WHAT YOU ARE ASKED TO DO: Beginning with the line that has "Query: walk-in shower", please write out each remaining line of the listing below, word for word.

━━━━━━

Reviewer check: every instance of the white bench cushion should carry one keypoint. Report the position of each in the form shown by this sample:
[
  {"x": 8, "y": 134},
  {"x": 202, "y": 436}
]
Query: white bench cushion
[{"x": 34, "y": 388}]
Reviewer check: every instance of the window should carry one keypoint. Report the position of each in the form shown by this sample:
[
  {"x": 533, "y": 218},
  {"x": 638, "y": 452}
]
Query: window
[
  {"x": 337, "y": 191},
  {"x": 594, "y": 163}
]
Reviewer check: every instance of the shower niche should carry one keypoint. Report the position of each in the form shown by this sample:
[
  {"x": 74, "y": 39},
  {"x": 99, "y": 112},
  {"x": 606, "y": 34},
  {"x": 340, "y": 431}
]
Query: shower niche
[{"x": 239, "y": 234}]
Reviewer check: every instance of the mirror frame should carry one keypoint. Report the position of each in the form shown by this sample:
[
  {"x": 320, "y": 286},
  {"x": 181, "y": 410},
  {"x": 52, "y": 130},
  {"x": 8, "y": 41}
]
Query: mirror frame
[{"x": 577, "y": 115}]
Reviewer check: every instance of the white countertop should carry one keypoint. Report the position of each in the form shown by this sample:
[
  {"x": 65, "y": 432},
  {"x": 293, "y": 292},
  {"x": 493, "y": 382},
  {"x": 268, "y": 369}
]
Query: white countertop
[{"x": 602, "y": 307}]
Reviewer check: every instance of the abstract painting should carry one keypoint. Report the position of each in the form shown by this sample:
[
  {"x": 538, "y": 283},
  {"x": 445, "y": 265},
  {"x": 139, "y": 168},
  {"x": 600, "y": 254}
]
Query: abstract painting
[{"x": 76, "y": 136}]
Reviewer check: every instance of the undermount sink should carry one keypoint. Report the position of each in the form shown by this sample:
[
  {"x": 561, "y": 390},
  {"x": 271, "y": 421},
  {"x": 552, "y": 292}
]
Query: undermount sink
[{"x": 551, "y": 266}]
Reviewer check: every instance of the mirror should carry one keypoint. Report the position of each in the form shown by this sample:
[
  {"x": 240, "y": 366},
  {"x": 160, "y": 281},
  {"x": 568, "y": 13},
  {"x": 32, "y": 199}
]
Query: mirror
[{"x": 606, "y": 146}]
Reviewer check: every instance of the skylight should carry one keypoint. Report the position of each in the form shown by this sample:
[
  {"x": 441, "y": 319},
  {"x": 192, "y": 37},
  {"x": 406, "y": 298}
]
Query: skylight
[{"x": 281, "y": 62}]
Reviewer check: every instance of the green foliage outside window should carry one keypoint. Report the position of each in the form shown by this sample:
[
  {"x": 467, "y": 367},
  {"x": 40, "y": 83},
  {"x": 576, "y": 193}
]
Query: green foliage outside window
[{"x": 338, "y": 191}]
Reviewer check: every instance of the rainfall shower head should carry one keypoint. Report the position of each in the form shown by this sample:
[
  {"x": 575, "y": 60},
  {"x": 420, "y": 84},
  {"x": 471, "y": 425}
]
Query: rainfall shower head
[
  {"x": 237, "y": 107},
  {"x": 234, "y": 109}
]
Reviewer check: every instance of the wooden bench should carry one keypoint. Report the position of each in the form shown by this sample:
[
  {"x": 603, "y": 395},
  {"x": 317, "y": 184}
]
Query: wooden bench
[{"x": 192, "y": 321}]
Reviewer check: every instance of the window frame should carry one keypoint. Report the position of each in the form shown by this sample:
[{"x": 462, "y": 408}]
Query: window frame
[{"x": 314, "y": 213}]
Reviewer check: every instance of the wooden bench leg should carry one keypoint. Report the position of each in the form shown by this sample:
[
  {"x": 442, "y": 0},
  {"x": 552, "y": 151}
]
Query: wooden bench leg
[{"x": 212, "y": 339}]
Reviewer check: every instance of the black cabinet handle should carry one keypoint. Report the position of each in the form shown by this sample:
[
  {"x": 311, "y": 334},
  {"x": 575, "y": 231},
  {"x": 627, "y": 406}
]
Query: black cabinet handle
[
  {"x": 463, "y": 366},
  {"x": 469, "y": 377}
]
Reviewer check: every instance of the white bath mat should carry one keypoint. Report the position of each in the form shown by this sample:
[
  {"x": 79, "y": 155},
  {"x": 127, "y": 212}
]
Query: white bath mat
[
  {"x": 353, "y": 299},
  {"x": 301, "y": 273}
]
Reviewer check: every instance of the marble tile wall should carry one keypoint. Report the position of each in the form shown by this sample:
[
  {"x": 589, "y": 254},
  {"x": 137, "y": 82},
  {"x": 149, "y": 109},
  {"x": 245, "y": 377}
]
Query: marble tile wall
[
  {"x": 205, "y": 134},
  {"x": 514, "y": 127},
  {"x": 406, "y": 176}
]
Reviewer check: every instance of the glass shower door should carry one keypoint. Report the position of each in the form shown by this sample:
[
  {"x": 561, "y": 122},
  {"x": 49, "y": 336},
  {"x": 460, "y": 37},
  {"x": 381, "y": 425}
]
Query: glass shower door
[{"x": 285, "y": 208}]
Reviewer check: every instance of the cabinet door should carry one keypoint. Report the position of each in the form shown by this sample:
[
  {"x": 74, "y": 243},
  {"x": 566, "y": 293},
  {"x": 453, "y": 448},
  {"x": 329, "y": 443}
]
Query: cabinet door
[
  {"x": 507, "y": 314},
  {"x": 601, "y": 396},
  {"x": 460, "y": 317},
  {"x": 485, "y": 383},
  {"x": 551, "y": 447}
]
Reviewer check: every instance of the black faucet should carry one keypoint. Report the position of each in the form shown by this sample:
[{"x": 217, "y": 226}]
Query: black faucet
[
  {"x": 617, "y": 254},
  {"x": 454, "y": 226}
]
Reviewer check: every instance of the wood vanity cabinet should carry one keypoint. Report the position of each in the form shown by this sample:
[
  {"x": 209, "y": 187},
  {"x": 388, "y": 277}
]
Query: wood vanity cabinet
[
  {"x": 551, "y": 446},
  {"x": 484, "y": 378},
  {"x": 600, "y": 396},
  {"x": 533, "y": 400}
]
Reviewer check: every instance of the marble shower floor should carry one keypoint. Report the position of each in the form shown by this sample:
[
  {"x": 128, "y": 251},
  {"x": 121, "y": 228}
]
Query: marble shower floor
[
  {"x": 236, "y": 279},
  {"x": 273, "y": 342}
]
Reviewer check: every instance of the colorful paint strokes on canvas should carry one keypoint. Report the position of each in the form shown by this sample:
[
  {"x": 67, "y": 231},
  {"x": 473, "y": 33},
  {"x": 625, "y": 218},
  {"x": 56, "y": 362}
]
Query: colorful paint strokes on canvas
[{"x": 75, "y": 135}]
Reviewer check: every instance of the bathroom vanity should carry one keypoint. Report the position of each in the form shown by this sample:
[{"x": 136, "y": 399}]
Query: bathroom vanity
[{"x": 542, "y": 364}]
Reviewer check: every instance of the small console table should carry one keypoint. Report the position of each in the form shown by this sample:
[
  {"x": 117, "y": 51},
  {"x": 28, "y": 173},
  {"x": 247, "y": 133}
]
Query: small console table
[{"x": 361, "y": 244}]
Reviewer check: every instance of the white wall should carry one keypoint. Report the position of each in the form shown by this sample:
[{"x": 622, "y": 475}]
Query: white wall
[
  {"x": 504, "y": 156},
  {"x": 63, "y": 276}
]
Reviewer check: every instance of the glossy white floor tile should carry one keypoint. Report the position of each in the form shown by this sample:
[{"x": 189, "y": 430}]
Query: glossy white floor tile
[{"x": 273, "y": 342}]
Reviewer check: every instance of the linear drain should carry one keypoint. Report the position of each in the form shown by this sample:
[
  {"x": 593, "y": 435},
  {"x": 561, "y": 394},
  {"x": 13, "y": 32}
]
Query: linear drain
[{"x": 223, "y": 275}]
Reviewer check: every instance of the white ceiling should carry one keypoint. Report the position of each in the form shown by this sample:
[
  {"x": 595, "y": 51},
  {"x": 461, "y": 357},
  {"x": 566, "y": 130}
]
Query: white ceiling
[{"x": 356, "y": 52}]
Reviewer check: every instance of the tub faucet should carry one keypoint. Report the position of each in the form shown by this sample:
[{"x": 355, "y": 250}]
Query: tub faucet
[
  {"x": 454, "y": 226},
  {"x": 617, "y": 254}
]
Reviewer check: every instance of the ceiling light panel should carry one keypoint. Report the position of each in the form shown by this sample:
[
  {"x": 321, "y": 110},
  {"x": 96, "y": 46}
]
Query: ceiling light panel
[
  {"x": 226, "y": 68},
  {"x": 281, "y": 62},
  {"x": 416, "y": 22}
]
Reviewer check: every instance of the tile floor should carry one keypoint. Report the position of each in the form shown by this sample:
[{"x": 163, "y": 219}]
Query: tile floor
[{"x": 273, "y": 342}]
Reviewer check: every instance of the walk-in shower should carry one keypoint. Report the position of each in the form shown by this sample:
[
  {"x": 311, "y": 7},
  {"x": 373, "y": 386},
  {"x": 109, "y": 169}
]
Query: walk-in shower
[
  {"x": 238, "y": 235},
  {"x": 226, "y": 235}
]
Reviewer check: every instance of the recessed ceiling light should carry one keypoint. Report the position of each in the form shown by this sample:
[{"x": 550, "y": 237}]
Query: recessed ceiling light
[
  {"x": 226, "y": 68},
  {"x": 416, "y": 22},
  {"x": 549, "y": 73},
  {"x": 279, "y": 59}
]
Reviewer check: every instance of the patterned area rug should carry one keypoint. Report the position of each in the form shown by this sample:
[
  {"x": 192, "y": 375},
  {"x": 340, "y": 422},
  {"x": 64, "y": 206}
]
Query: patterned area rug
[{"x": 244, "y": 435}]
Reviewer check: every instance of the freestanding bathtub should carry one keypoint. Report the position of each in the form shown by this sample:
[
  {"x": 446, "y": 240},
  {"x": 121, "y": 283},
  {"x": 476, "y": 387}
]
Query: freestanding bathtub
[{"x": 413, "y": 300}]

━━━━━━

RESPONSE TO THE EXERCISE:
Query: walk-in shower
[
  {"x": 238, "y": 235},
  {"x": 226, "y": 235}
]
Reviewer check: every instance of the recessed ceiling light should carry one keypoint. Report the position of each in the form shown by this sample:
[{"x": 550, "y": 237}]
Query: recessed ceiling light
[
  {"x": 226, "y": 68},
  {"x": 416, "y": 22},
  {"x": 549, "y": 73},
  {"x": 279, "y": 59}
]
Reviewer check: every instance of the patterned area rug should carry one keypoint. Report the position of each in the form shown by this sample:
[
  {"x": 192, "y": 375},
  {"x": 340, "y": 422},
  {"x": 64, "y": 206}
]
Query: patterned area rug
[{"x": 244, "y": 435}]
Reviewer check: every instance of the freestanding bathtub should carry one keypoint. Report the position of each in the form shown by this sample:
[
  {"x": 446, "y": 240},
  {"x": 121, "y": 283},
  {"x": 476, "y": 387}
]
Query: freestanding bathtub
[{"x": 413, "y": 300}]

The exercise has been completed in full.